--- Records to process ---
↓

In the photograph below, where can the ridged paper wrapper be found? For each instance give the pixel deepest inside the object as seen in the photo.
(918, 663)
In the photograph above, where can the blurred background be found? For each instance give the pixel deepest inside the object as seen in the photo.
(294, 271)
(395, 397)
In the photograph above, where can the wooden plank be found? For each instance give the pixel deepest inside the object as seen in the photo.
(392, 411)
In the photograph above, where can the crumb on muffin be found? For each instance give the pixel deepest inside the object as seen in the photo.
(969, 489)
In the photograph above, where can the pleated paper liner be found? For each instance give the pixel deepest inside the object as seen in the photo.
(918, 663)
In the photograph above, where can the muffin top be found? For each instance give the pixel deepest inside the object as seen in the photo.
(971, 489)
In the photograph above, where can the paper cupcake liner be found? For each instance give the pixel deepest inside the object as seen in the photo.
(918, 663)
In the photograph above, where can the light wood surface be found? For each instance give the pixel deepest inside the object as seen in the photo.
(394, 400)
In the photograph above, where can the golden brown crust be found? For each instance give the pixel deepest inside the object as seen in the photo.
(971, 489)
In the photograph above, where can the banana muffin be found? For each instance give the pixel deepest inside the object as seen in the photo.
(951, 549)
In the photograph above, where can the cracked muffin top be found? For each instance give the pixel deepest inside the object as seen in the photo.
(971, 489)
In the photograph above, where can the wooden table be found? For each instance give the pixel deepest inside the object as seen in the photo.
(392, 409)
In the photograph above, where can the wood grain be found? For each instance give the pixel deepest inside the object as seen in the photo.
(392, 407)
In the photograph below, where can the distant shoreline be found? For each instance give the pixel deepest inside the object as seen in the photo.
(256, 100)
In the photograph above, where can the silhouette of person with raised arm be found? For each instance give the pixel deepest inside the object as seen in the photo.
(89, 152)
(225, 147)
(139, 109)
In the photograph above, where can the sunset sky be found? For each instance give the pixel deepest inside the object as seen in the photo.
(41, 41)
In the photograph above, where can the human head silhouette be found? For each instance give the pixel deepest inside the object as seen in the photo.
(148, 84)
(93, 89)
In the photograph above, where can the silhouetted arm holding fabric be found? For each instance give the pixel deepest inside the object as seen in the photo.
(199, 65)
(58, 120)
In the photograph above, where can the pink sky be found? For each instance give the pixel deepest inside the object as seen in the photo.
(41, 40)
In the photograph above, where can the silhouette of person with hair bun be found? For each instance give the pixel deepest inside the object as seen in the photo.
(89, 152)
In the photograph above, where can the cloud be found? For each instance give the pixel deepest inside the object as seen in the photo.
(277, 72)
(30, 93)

↑

--- Task brief ---
Please transcribe all of the entries precisely.

--- Output for this exercise ---
In the photograph below, where can the ridged paper wrapper be found? For each instance give the pixel deepest inside the object as seen in the photo.
(918, 663)
In the photograph above, where can the blurred background be found? For each instance give the pixel deepest inside the object as seen in the photo.
(294, 271)
(395, 397)
In the photograph above, where can the wooden plank be found? For each instance give the pixel deepest inside the object as seen in the photo.
(392, 411)
In the photograph above, where can the crumb on muffin be found? For each instance give the pixel deepest inside the object as seen in the photo.
(969, 489)
In the photograph above, where can the pleated paper liner be found? For each instance give the pixel deepest inside the object as seen in the photo.
(918, 663)
In the photograph above, where can the muffin top be found? For each instance give the pixel deepest inside the object as seen in the photo.
(971, 489)
In the photograph above, where can the paper cupcake liner be found? For each instance give the pixel deepest inside the object as seen in the photo.
(918, 663)
In the photograph above, where can the light wood surface be found? For each instance give the pixel deepest inside the object as seen in the photo.
(394, 400)
In the photograph above, where can the golden brown crust be found? For each instance give the pixel deepest inside the object as seen in the photo.
(971, 489)
In the photograph above, where can the banana muffin be found? For each instance give the pixel deepest inside the object as seen in the photo.
(951, 549)
In the photograph above, where can the cracked muffin top be found? For each instance give the pixel deepest inside the object as seen in the photo.
(971, 489)
In the photograph above, where can the wooden table be found? For each instance give the pixel deepest inside the object as seen in the photo.
(392, 409)
In the photograph above, where can the wood grain be found? For each instance give the pixel deepest inside the object as seen in the photo.
(392, 407)
In the photograph below, where can the distant shoreline be found? For each instance give the pixel deepest inside the object as seen in the photo.
(256, 100)
In the photograph above, where can the silhouette of person with raised arm be found? For each instance give the pixel deepest inside the object as seen in the photo.
(89, 152)
(225, 147)
(139, 109)
In the photograph above, where can the sunset sky be found? For each instance give the pixel deepest inside the object as seen in the photo.
(41, 41)
In the photograph above, where can the human head silhouette be found? For each instance give the pixel deepest inside the object as seen in the photo.
(148, 84)
(93, 89)
In the photograph above, where can the silhouetted arm holding fabric be found? For each instance give the pixel deepest inside the object as seen in the photo.
(199, 65)
(58, 120)
In the photograph above, where can the pink sky be found? For each instance give the pixel deepest inside the object as seen in the photo.
(41, 40)
In the photograph above, where can the silhouette of person with hair bun be found? For each instance give the pixel deepest inside the object as seen in the photo.
(89, 152)
In the photograph above, where can the cloud be found? For each instance give the pixel deepest inside the object as seen in the photo.
(277, 72)
(30, 93)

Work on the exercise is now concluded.